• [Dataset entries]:
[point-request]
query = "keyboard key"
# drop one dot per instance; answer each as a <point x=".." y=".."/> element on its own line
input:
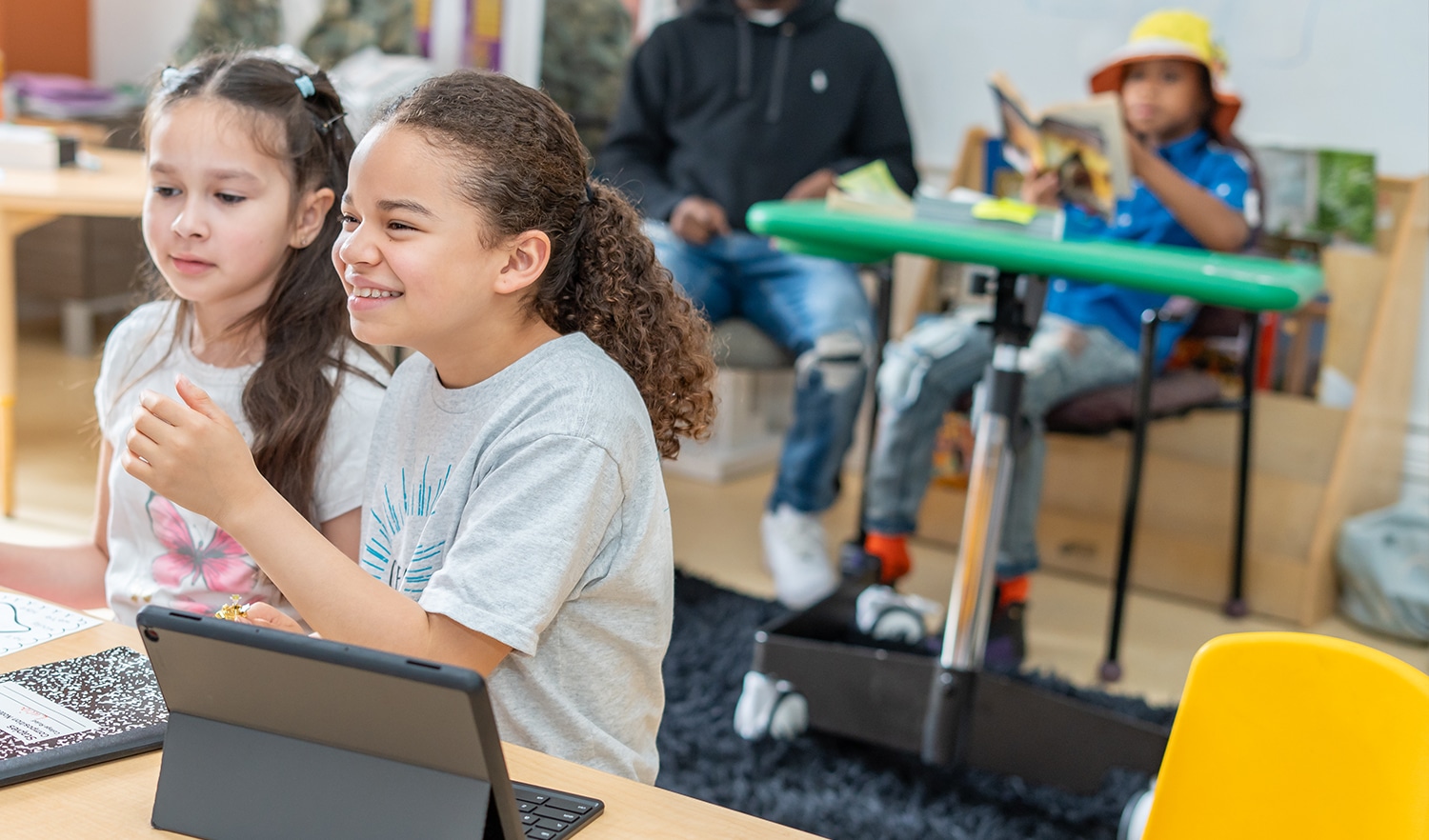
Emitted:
<point x="571" y="806"/>
<point x="556" y="814"/>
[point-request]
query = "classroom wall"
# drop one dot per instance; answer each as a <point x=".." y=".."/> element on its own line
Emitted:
<point x="131" y="37"/>
<point x="1340" y="73"/>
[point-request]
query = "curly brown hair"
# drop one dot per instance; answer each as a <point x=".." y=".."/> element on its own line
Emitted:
<point x="519" y="162"/>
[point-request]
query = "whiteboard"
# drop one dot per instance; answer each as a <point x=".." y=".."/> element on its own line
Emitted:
<point x="1323" y="73"/>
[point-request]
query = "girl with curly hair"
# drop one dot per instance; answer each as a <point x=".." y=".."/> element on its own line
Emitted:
<point x="514" y="516"/>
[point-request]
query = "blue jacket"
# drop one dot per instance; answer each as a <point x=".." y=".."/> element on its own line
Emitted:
<point x="1142" y="217"/>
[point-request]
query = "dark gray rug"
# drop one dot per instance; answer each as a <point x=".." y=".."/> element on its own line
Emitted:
<point x="840" y="789"/>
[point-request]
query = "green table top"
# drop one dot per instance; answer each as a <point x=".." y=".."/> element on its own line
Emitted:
<point x="1254" y="283"/>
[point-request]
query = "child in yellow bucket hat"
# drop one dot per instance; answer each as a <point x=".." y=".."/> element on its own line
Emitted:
<point x="1174" y="36"/>
<point x="1194" y="189"/>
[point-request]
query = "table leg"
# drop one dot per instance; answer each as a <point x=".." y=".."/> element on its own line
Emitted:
<point x="11" y="225"/>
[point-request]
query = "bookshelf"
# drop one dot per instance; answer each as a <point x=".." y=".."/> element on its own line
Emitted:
<point x="1312" y="466"/>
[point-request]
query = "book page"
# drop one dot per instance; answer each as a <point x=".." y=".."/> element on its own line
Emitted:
<point x="26" y="622"/>
<point x="1022" y="146"/>
<point x="1103" y="113"/>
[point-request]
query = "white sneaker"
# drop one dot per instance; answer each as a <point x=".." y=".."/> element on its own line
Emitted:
<point x="797" y="556"/>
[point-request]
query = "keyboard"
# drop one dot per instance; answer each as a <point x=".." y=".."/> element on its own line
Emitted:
<point x="551" y="814"/>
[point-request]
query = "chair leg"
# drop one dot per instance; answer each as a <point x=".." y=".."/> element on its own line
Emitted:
<point x="1111" y="668"/>
<point x="1237" y="603"/>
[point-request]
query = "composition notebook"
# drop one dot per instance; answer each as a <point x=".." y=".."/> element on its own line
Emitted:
<point x="77" y="711"/>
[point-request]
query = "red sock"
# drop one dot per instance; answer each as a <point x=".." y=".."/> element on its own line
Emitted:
<point x="892" y="553"/>
<point x="1014" y="590"/>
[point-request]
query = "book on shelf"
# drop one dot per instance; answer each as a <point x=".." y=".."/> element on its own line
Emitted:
<point x="1082" y="142"/>
<point x="79" y="711"/>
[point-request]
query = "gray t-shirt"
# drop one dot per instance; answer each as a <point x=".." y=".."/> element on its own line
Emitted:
<point x="531" y="508"/>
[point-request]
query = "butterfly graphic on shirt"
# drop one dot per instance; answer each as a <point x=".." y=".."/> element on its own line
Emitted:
<point x="416" y="500"/>
<point x="220" y="563"/>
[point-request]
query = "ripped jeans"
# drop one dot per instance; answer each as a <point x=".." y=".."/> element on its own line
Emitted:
<point x="943" y="357"/>
<point x="817" y="310"/>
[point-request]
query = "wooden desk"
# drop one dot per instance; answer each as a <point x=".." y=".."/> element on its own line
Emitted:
<point x="29" y="199"/>
<point x="113" y="800"/>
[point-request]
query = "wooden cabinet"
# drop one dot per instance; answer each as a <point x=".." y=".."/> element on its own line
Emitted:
<point x="49" y="36"/>
<point x="1312" y="465"/>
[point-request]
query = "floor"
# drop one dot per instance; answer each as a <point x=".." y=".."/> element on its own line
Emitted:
<point x="716" y="536"/>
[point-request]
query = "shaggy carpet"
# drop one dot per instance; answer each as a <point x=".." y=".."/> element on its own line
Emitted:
<point x="835" y="788"/>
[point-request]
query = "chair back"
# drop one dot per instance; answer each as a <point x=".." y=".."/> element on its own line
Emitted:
<point x="1292" y="734"/>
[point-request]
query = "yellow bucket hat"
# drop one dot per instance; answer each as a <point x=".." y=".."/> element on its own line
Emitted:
<point x="1174" y="34"/>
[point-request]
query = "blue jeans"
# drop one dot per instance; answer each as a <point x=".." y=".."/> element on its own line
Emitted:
<point x="817" y="310"/>
<point x="943" y="357"/>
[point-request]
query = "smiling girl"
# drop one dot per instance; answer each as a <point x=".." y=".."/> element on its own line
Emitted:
<point x="516" y="520"/>
<point x="246" y="157"/>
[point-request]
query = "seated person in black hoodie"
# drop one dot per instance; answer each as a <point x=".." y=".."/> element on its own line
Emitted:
<point x="742" y="102"/>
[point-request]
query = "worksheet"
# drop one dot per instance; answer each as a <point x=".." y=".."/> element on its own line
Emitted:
<point x="26" y="622"/>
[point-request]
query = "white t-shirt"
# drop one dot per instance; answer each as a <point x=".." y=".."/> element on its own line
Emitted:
<point x="162" y="553"/>
<point x="531" y="508"/>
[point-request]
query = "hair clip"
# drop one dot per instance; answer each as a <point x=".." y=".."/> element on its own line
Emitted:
<point x="325" y="125"/>
<point x="171" y="79"/>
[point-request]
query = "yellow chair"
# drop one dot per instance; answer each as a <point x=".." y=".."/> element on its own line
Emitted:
<point x="1297" y="736"/>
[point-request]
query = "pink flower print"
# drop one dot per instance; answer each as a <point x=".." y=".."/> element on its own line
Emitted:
<point x="223" y="565"/>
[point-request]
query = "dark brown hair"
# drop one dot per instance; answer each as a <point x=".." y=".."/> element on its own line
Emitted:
<point x="519" y="162"/>
<point x="303" y="323"/>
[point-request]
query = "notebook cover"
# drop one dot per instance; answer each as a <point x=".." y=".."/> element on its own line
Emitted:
<point x="113" y="689"/>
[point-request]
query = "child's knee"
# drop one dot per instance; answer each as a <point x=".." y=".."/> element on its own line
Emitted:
<point x="837" y="357"/>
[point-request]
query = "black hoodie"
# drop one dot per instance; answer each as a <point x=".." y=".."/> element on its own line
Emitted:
<point x="723" y="108"/>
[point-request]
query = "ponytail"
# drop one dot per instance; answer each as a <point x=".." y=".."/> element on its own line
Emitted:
<point x="612" y="289"/>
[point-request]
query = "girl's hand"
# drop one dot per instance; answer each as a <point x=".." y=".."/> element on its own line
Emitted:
<point x="1137" y="151"/>
<point x="262" y="614"/>
<point x="1040" y="189"/>
<point x="191" y="453"/>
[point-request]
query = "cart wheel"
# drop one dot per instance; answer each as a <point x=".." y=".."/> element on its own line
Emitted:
<point x="891" y="616"/>
<point x="771" y="708"/>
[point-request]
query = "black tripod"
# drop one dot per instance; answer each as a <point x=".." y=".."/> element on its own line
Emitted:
<point x="946" y="708"/>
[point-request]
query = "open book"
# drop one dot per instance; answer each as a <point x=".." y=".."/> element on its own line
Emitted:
<point x="1083" y="142"/>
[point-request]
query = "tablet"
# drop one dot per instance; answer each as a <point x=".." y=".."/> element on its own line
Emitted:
<point x="280" y="734"/>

• [INSTRUCTIONS FOR THE TASK]: Copy the lines that hold the word "dark". Take them from the records above.

• [RESULT OF THIS EXERCISE]:
query = "dark gray rug"
query = "dark brown hair"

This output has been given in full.